Source data:

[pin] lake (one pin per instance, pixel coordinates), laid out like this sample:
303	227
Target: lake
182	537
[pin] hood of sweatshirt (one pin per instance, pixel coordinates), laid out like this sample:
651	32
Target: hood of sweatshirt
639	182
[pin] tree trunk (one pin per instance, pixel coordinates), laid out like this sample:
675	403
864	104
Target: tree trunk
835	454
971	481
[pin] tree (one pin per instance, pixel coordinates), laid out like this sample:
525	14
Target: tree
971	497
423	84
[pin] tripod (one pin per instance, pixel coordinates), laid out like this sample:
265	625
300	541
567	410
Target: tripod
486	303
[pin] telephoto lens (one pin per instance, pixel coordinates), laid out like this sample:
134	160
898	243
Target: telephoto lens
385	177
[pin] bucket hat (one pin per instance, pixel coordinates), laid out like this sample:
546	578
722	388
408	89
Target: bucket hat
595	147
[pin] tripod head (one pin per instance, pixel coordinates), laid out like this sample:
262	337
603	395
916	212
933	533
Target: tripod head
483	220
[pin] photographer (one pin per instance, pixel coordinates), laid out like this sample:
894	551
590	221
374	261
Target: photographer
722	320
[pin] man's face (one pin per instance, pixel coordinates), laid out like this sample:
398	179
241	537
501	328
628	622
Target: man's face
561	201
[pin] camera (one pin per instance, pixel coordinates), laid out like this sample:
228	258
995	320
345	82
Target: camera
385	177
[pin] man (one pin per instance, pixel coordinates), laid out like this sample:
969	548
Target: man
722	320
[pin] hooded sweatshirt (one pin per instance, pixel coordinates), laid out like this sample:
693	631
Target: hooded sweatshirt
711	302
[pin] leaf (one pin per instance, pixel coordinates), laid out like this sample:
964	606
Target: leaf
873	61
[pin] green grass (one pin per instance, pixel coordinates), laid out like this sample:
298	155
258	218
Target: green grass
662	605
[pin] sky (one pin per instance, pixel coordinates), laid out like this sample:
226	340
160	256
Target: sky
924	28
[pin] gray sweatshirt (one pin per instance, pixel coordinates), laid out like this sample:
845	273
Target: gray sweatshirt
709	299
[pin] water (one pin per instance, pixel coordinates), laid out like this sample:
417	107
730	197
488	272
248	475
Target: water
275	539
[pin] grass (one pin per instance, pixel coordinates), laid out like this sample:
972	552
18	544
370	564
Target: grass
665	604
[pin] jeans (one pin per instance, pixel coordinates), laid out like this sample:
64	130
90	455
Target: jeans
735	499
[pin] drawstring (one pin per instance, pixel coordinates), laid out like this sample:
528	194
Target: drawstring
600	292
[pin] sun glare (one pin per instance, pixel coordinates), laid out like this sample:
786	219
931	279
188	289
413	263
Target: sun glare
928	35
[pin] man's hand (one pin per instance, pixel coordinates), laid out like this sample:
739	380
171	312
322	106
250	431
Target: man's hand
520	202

**Prompt**
Each entry above needs to be returned exactly as written.

**Solution to this problem**
[pin] lake (one pin per instance, pixel coordinates), laid out like this sample:
303	227
Target: lake
182	537
[pin] hood of sweatshirt (one pin per instance, pixel coordinates), laid out like this sample:
651	32
Target: hood of sweatshirt
639	182
[pin] tree trunk (one pin per instance, pixel coordinates), laid out like this sample:
675	403
864	104
Target: tree trunk
835	454
971	481
[pin] tree (one pin per instance, pixel coordinates), laid out like this sample:
525	14
Target: tree
971	497
423	84
[pin] tripod (one pin per instance, pixel coordinates), laid out like this sample:
265	625
300	541
567	410
Target: tripod
486	303
[pin] telephoto lens (one pin per instance, pixel coordinates), laid out like this sample:
134	160
898	243
Target: telephoto lens
385	177
[pin] bucket hat (one pin per instance, pixel coordinates), laid out like this sample:
546	578
722	388
408	89
Target: bucket hat
595	147
[pin] tripod head (one pin per instance, pixel coordinates), laid out like this sample:
262	337
603	395
916	212
933	533
Target: tripod head
483	220
[pin] photographer (one pin per instance, pixel coordinates), laid out like this sample:
894	551
590	221
374	261
Target: photographer
722	320
[pin] man's face (one pin per instance, pixel coordinates), laid out like this sample:
398	179
241	537
501	328
628	622
Target: man's face
561	201
[pin] camera (one pin per instance, pixel coordinates), laid out like this sample:
228	258
995	320
345	82
Target: camera
385	177
[pin] man (one pin per instance, pixel coordinates), laid out like this sample:
969	548
Target: man
722	320
[pin] hooded sweatshirt (one pin per instance, pixel coordinates), laid out like this sample:
693	631
Target: hooded sweatshirt
711	302
[pin] leaf (one pin per instance, pixel coordinates), laid out like this sample:
964	606
Target: leaf
873	61
[pin] green grass (one pin per instance, pixel coordinates), laid out like this sample:
298	155
258	218
Target: green grass
662	605
[pin] sky (one pin per instance, pixel coordinates), laid out like this sample:
226	340
160	256
Target: sky
924	28
[pin] gray sweatshirt (one pin per instance, pixel coordinates), laid out like this sample:
845	273
Target: gray sweatshirt
709	299
[pin] water (one pin per instance, pixel coordinates), laid out like this sample:
417	107
730	197
488	272
248	475
Target: water
275	539
[pin] grass (one pin per instance, pixel coordinates), laid out like this sample:
972	552
18	544
370	564
Target: grass
665	604
[pin] jeans (one pin per instance, pixel coordinates), laid out like this sample:
64	130
90	455
Target: jeans
735	499
[pin] drawstring (one pin per instance, pixel coordinates), laid out like this sample:
528	194
Target: drawstring
600	292
[pin] sun glare (one pin per instance, pixel coordinates), laid out like this sample:
786	219
931	279
188	289
413	263
Target: sun glare
928	35
[pin] man's hand (one pin per instance, pixel coordinates), laid out like this sample:
739	380
171	312
322	106
250	431
Target: man's hand
520	202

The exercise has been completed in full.